(Items from a data source)
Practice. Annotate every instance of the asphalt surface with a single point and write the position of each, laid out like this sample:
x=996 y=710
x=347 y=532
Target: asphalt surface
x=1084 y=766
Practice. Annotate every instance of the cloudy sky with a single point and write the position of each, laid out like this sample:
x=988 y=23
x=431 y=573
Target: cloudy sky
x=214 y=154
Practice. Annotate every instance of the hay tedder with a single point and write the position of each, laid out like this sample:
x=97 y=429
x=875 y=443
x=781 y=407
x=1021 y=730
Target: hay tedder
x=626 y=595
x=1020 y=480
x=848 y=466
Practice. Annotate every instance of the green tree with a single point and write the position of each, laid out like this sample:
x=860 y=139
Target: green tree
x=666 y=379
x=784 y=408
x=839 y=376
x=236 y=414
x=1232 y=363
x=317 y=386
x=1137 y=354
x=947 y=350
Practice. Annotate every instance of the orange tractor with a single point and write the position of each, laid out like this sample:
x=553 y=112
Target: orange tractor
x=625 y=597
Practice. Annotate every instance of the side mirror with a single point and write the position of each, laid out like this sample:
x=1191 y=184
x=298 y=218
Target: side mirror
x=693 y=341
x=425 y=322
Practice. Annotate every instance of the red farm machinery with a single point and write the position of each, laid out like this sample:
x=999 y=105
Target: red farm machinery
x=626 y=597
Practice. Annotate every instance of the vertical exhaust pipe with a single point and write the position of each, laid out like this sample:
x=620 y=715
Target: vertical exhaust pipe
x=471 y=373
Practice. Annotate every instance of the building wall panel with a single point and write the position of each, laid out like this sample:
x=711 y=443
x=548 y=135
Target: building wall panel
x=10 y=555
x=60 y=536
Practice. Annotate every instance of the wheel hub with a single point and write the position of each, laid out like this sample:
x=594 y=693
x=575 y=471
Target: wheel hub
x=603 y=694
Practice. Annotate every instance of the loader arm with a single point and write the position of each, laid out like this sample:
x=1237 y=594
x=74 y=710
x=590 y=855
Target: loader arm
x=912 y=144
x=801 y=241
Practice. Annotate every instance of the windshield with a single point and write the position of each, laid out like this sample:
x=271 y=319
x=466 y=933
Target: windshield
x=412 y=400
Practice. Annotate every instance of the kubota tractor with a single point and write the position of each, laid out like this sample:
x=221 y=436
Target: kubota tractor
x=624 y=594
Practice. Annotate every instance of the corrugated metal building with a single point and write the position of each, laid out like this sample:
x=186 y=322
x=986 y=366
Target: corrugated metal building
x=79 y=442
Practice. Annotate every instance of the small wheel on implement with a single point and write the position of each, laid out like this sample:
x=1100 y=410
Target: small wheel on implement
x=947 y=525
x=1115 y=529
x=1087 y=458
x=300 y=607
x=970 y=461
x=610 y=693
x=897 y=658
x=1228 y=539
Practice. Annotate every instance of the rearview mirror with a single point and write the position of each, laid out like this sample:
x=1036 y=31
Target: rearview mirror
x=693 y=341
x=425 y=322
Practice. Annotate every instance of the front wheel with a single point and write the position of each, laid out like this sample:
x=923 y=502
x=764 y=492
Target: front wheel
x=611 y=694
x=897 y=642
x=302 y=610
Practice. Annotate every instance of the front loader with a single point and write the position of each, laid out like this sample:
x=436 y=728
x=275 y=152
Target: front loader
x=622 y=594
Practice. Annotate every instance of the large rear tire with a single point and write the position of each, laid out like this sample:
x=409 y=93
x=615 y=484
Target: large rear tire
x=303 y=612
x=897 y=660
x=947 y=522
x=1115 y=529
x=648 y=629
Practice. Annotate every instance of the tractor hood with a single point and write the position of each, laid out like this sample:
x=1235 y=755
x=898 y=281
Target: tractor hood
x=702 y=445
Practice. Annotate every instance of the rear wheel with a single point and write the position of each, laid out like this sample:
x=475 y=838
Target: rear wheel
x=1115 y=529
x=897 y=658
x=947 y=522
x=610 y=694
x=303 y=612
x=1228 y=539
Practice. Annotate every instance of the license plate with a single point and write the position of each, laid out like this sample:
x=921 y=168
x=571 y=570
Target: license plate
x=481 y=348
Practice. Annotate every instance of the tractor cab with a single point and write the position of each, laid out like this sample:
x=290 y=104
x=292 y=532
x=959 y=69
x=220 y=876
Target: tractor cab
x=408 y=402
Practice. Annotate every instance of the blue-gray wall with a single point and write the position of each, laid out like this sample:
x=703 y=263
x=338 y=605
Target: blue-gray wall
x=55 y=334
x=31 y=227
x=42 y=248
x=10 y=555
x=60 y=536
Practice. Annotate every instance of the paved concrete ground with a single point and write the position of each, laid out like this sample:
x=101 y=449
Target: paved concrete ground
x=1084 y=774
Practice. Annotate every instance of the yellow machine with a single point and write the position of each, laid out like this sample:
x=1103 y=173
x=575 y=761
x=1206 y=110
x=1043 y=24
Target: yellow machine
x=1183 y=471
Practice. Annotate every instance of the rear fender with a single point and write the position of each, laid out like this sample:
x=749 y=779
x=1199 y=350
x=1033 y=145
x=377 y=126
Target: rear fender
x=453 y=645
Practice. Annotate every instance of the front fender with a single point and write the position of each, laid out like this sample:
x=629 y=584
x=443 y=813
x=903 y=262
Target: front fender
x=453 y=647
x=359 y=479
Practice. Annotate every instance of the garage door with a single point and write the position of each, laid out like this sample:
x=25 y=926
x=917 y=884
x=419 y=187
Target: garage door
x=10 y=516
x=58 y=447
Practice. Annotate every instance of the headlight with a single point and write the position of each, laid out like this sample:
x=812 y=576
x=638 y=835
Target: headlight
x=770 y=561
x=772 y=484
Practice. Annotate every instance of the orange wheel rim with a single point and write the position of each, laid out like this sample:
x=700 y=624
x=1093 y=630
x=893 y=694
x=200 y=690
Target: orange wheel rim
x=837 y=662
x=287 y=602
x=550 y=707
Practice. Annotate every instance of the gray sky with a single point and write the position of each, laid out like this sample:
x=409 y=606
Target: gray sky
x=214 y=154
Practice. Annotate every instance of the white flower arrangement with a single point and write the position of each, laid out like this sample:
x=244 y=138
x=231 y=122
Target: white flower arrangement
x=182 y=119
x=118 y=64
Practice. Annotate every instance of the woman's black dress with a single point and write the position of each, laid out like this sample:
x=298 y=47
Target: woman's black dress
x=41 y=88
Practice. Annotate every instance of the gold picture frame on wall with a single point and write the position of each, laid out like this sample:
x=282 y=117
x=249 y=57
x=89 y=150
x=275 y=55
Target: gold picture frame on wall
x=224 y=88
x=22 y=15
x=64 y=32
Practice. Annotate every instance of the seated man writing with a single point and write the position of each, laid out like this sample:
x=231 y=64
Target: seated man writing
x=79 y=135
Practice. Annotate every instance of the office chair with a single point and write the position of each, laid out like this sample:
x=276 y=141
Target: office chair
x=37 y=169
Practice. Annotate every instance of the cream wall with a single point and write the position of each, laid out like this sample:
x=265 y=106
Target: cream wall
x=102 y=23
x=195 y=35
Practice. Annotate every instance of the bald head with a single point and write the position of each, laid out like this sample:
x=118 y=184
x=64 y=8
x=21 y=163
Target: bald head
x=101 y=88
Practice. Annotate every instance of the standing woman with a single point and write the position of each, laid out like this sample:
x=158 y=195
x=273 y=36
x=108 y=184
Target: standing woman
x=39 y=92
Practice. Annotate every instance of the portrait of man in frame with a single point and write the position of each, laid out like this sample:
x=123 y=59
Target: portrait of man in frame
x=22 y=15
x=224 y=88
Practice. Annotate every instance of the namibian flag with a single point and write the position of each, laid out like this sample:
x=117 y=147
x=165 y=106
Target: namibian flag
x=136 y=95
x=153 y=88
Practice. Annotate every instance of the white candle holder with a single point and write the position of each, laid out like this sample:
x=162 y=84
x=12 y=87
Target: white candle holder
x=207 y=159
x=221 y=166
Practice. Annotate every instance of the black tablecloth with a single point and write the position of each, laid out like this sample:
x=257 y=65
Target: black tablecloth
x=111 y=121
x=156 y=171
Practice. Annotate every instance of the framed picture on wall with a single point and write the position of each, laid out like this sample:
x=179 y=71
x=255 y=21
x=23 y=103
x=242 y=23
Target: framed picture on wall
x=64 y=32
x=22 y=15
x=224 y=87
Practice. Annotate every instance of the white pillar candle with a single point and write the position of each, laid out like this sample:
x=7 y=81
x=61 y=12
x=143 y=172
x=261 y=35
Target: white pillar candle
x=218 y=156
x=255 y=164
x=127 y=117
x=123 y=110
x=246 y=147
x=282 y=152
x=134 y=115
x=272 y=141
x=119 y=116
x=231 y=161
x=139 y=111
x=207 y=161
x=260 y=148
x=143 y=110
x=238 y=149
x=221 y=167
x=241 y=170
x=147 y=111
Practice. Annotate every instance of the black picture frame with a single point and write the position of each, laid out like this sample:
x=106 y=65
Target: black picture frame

* _Stated goal_
Reproduce word for word the stretch of items from the very first line through the line containing "x=471 y=373", including that line.

* _Response to the exercise_
Practice. Annotate every instance of the asphalt surface with a single point and write the position of each, laid out like this sample:
x=996 y=710
x=347 y=532
Target: asphalt surface
x=1084 y=766
Practice. Annotate every instance of the cloudy sky with a single point and write the position of each, laid out like this sample:
x=988 y=23
x=431 y=573
Target: cloudy sky
x=214 y=154
Practice. Annotate every instance of the hay tedder with a single point and write the position of each, laid out like this sample:
x=97 y=429
x=875 y=443
x=781 y=407
x=1021 y=730
Target: hay tedder
x=626 y=595
x=1020 y=480
x=848 y=466
Practice. Annotate every instance of the green tree with a single point and write the position of each, laid out like this sample:
x=860 y=139
Target: green tree
x=666 y=379
x=784 y=408
x=839 y=376
x=236 y=414
x=1232 y=363
x=317 y=386
x=1137 y=354
x=947 y=350
Practice. Annotate every instance of the orange tractor with a single point and write the position of each, laid out like this sample:
x=553 y=112
Target: orange tractor
x=625 y=597
Practice. Annotate every instance of the side mirror with a single point and write the position of each, laid out like this sample:
x=1191 y=184
x=298 y=218
Target: side mirror
x=693 y=341
x=425 y=322
Practice. Annotate every instance of the red farm machinery with a single point and write the position of each, laid out like this sample:
x=999 y=105
Target: red farm machinery
x=626 y=597
Practice. Annotate every instance of the vertical exhaust pipe with a single point and write the position of each, laid out like this sample:
x=620 y=715
Target: vertical exhaust pipe
x=471 y=373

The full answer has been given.